* start Data *
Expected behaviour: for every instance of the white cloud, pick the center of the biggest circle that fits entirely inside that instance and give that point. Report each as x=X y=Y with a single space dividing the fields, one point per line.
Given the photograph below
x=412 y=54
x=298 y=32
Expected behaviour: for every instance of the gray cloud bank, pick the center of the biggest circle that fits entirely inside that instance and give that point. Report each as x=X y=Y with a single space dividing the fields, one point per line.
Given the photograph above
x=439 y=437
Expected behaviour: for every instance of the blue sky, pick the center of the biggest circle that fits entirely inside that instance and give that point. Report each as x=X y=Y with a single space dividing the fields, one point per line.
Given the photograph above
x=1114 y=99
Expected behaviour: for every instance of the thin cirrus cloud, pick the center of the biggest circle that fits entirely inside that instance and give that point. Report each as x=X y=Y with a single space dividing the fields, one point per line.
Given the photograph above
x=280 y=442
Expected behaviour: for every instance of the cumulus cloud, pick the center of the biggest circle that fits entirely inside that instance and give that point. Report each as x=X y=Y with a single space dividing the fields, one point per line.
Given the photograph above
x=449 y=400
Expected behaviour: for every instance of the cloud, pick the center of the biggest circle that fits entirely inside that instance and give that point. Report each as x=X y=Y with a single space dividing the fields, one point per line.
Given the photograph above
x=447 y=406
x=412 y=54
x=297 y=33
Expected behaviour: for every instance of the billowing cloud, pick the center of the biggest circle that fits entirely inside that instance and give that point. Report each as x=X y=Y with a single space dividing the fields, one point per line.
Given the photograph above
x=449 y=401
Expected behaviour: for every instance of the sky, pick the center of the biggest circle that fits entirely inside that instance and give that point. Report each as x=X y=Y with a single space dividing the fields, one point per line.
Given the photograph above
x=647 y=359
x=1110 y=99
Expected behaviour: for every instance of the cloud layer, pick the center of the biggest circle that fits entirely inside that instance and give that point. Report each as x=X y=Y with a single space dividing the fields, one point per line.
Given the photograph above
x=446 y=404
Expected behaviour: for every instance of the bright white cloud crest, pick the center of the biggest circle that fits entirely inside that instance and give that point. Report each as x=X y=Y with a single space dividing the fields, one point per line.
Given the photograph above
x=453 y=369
* end Data *
Do this: Can you render every line of the entries above as a Markdown table with the columns Row and Line text, leaving out blank lines?

The completed task:
| Row | Line text |
|---|---|
| 1 | Expected behaviour: for every instance of the white cloud, pick the center of the biggest circle that fits entirely inside that instance and give that point. Report each as x=X y=Y with a single space dividing the fields, one point per line. |
| 2 | Given the photograph below |
| 3 | x=412 y=54 |
| 4 | x=298 y=32 |
| 5 | Expected behaviour: for every instance of the gray cloud bank, pick the center of the biggest circle that fits entirely inside that instance and give that point. Report each as x=X y=Y with a single space dividing the fields, one point per line. |
| 6 | Given the photograph above |
| 7 | x=439 y=437 |
| 8 | Expected behaviour: for every instance of the blue sky, pick the center of the biggest circle that fits entirely inside that instance and give that point. Report each as x=X y=Y with a single space dividing the fields, one point per line. |
| 9 | Given the photograph above |
| 10 | x=1114 y=99 |
| 11 | Expected behaviour: for every instance of the thin cirrus cloud, pick the center of the biggest circle that fits entirely inside that instance and give that point. Report each as x=X y=Y with a single space dividing the fields, one point per line. |
| 12 | Given the photograph above |
| 13 | x=280 y=442 |
| 14 | Expected behaviour: for every instance of the cumulus cloud, pick the center of the biggest circle that fits entirely inside that instance and give that point. Report each as x=X y=Y with a single space dividing the fields, one point per line. |
| 15 | Given the photograph above |
| 16 | x=449 y=400 |
| 17 | Expected behaviour: for every instance of the cloud, pick the center of the biggest circle that fits entirely inside that instance and give that point. Report each as x=X y=Y with a single space dividing the fields, one point per line. |
| 18 | Given the photograph above |
| 19 | x=447 y=406 |
| 20 | x=412 y=54 |
| 21 | x=297 y=33 |
| 22 | Expected behaviour: for every instance of the billowing cloud, pick the center of the biggest circle that fits entirely inside that instance and give that point. Report each as x=X y=Y with a single space dividing the fields, one point per line. |
| 23 | Given the photograph above |
| 24 | x=449 y=401 |
| 25 | Expected behaviour: for every instance of the sky, pick the center of the biggest circle that fits entirely inside that instance and give that point. Report each as x=X y=Y with a single space dividing the fields, one point per line. |
| 26 | Given the photograph above |
| 27 | x=647 y=359 |
| 28 | x=1110 y=99 |
| 29 | Expected behaviour: for every instance of the cloud layer, pick the center of the biggest circle that fits entirely inside that instance and give that point. Report each as x=X y=Y with a single space dividing the fields, one point per line. |
| 30 | Given the photograph above |
| 31 | x=446 y=404 |
| 32 | Expected behaviour: for every instance of the bright white cloud crest, pick the center of the biggest circle that fits entirely inside that instance and give that point. Report each as x=X y=Y with a single space dividing the fields, one point per line. |
| 33 | Given the photograph above |
| 34 | x=453 y=369 |